(What you will do): Please convert the data into a Markdown table with the columns n and Line, giving each line its row number, skipping blank lines and leaving the pictures out. Begin at the line that contains "label the soil, a point per instance." and stop after the line that contains "(1320, 771)".

═════ Supplied data ═════

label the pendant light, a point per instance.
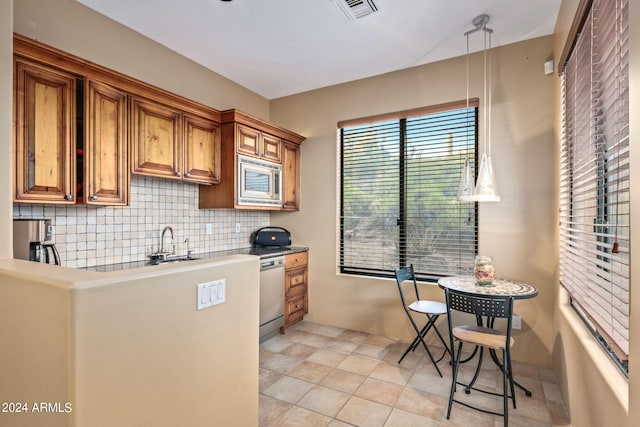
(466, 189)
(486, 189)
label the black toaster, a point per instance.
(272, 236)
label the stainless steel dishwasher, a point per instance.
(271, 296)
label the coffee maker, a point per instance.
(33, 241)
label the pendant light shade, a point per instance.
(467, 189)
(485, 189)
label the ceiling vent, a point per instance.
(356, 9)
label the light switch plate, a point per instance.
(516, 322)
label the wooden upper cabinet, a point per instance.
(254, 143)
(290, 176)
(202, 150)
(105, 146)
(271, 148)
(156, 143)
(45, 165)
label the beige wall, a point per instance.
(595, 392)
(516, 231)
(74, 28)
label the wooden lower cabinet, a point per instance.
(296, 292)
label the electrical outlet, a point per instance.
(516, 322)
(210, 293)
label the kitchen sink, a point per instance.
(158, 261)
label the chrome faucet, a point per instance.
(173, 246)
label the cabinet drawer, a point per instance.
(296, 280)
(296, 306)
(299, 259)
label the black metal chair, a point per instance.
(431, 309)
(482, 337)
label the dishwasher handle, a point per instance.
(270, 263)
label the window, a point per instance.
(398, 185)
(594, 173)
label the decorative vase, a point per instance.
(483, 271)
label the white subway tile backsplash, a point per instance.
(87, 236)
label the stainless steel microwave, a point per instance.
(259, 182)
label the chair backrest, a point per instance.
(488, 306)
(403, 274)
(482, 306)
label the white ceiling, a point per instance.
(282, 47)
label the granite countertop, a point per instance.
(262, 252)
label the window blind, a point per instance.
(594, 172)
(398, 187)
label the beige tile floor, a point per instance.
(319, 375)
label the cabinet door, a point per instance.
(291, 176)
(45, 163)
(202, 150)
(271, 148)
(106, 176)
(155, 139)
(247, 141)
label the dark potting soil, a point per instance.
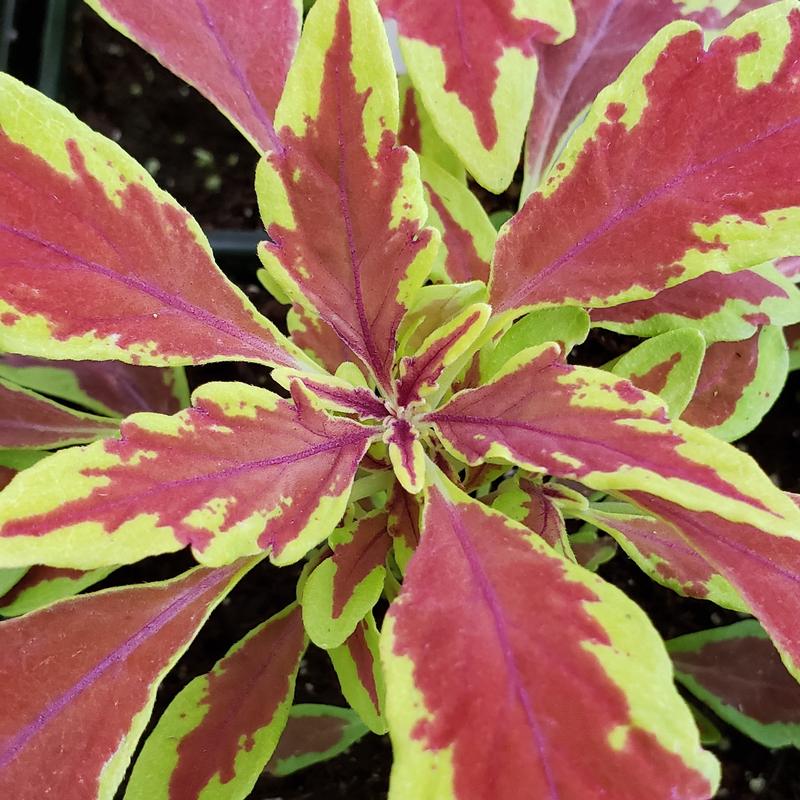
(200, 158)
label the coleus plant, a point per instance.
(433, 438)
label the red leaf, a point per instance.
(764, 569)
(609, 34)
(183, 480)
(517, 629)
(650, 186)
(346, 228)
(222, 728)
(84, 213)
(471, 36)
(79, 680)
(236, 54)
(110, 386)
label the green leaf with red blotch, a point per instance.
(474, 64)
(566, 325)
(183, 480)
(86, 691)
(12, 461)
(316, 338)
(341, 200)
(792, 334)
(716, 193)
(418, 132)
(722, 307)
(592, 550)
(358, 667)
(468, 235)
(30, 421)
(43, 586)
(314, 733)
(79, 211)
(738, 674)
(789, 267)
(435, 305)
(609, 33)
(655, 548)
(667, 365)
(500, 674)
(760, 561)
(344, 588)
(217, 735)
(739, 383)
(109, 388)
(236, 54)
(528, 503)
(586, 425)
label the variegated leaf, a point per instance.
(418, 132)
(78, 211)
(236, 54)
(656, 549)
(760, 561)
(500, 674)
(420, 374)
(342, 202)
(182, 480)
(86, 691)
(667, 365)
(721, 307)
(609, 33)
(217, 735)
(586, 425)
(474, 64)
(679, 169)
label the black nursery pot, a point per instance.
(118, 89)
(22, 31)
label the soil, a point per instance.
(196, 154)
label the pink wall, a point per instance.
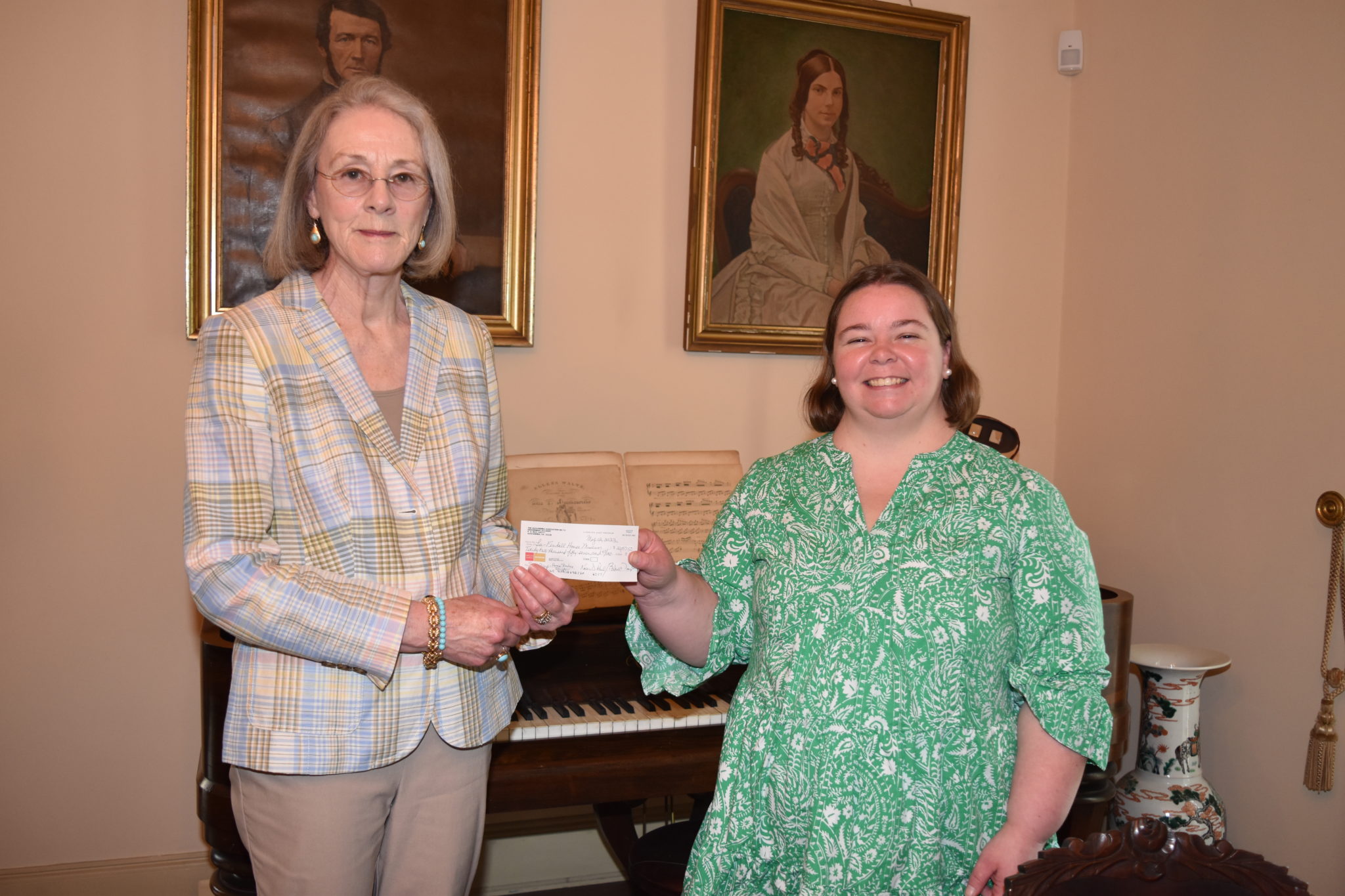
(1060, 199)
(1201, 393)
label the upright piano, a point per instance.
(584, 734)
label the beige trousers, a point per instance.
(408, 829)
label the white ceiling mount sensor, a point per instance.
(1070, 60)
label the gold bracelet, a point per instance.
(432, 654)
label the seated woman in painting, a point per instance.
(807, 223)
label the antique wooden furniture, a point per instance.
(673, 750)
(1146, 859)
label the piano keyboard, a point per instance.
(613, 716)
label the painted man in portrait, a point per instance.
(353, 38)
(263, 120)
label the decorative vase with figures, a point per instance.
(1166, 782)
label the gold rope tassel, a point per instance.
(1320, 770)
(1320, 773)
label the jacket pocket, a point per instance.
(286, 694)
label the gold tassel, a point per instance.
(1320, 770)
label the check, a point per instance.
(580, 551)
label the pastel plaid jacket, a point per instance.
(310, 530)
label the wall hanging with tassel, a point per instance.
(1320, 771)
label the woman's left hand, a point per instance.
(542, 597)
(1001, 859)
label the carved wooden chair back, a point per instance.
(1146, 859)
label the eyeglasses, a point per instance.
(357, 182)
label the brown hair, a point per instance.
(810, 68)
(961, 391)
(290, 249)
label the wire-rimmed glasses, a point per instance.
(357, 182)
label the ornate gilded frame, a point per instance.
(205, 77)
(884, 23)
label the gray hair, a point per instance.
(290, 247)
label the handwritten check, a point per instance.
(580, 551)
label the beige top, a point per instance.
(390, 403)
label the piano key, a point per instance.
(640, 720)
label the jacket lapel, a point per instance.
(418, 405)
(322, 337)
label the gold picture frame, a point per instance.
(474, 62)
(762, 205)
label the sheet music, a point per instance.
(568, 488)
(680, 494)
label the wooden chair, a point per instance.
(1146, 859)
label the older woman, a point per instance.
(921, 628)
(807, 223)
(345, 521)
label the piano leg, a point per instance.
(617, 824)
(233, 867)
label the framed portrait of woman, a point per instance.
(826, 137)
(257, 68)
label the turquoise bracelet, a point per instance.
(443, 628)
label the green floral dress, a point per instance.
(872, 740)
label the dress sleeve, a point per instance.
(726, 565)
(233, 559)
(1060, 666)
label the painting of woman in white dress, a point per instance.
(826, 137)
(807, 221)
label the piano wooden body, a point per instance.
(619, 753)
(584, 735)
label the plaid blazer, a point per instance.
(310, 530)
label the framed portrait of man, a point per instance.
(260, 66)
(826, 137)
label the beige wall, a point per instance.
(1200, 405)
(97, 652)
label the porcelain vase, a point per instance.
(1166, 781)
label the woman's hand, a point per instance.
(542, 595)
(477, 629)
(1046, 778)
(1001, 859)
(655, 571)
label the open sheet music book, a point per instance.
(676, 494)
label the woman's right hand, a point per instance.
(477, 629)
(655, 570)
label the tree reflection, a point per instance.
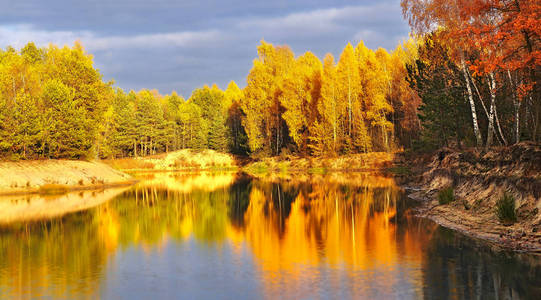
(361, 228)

═════
═════ Supplied data ═════

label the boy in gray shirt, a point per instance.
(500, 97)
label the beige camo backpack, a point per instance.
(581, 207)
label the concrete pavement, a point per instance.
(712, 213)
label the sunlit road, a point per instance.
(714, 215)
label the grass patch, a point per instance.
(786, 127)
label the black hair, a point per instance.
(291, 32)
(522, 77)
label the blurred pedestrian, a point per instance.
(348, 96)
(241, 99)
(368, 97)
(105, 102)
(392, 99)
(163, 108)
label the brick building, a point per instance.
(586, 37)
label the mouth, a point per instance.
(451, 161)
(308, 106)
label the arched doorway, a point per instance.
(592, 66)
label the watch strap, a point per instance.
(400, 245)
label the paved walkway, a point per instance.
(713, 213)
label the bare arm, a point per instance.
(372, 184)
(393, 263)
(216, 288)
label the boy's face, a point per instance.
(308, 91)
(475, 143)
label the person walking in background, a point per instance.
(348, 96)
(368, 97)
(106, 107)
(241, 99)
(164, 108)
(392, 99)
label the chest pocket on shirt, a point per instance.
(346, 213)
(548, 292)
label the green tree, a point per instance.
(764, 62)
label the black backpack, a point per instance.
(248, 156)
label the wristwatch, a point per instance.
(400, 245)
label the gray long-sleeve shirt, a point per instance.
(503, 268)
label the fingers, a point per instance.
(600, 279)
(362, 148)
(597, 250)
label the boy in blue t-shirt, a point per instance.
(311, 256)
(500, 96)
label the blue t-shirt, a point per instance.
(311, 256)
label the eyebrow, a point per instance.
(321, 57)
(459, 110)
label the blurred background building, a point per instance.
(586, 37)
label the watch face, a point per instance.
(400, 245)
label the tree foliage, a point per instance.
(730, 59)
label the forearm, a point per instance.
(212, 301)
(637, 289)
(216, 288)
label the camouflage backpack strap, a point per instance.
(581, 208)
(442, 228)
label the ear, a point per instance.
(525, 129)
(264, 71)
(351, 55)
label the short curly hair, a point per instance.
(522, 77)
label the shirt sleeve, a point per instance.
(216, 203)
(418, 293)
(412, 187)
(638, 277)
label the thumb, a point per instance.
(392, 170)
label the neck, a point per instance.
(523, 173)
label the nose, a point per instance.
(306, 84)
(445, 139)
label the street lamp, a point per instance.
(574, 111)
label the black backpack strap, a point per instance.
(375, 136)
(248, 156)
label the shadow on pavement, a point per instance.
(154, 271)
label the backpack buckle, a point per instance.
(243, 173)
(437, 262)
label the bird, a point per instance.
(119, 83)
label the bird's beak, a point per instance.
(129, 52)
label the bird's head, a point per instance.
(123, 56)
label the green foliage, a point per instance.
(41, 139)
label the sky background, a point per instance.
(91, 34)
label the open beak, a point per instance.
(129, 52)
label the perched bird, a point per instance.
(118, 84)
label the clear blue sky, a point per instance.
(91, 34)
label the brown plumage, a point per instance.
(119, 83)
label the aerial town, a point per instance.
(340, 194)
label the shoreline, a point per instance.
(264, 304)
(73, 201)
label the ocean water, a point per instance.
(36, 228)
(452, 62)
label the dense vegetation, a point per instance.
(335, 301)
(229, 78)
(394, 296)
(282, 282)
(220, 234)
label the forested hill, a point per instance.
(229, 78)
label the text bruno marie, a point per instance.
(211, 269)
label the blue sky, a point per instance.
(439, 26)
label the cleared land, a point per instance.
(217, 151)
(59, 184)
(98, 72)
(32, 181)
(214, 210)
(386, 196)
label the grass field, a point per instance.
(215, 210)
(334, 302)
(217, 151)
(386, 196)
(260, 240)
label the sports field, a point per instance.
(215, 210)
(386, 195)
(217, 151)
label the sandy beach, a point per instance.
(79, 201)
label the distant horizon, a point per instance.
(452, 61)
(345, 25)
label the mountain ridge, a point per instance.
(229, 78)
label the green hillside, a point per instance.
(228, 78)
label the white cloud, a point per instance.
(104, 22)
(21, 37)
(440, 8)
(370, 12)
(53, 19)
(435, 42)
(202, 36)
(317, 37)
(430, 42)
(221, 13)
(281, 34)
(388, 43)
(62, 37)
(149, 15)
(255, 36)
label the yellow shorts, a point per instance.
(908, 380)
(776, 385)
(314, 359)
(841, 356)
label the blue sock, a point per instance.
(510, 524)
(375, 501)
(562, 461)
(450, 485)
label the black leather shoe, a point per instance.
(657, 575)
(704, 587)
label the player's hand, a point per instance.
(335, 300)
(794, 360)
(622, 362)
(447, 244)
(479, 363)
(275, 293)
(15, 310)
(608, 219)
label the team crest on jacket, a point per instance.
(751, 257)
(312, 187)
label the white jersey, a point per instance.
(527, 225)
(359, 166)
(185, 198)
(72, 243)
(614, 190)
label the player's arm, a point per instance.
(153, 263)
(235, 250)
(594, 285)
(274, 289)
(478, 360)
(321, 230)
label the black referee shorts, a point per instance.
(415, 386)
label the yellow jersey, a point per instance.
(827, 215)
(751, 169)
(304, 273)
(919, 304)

═════

(Answer to this problem):
| n | Line |
|---|---|
| 1 | label the soil, a point per instance. |
| 2 | (196, 154) |
| 3 | label the pink wall, a point per instance. |
| 4 | (1060, 199) |
| 5 | (1201, 393) |
| 6 | label the upright piano, a point per instance. |
| 7 | (584, 734) |
| 8 | label the beige trousers, a point per instance. |
| 9 | (408, 829) |
| 10 | label the white ceiling mount sensor, a point per instance. |
| 11 | (1070, 60) |
| 12 | label the gold bracelet, a point per instance. |
| 13 | (432, 654) |
| 14 | label the seated woman in painting, a point per instance. |
| 15 | (807, 223) |
| 16 | label the antique wooden furniture, a point per instance. |
| 17 | (673, 750) |
| 18 | (1146, 859) |
| 19 | label the piano keyboard, a point per instance. |
| 20 | (613, 716) |
| 21 | label the painted man in portrait, a point per instance. |
| 22 | (353, 38) |
| 23 | (263, 120) |
| 24 | label the decorative vase with figures, a point per instance. |
| 25 | (1166, 782) |
| 26 | label the gold rope tassel, a point per instance. |
| 27 | (1320, 770) |
| 28 | (1320, 773) |
| 29 | label the jacket pocket, a point per instance. |
| 30 | (286, 694) |
| 31 | label the gold tassel, a point per instance. |
| 32 | (1320, 770) |
| 33 | label the check, a point per instance. |
| 34 | (580, 551) |
| 35 | label the pastel plaid jacket, a point per instance. |
| 36 | (310, 530) |
| 37 | label the wall hanging with tassel, a point per instance. |
| 38 | (1320, 771) |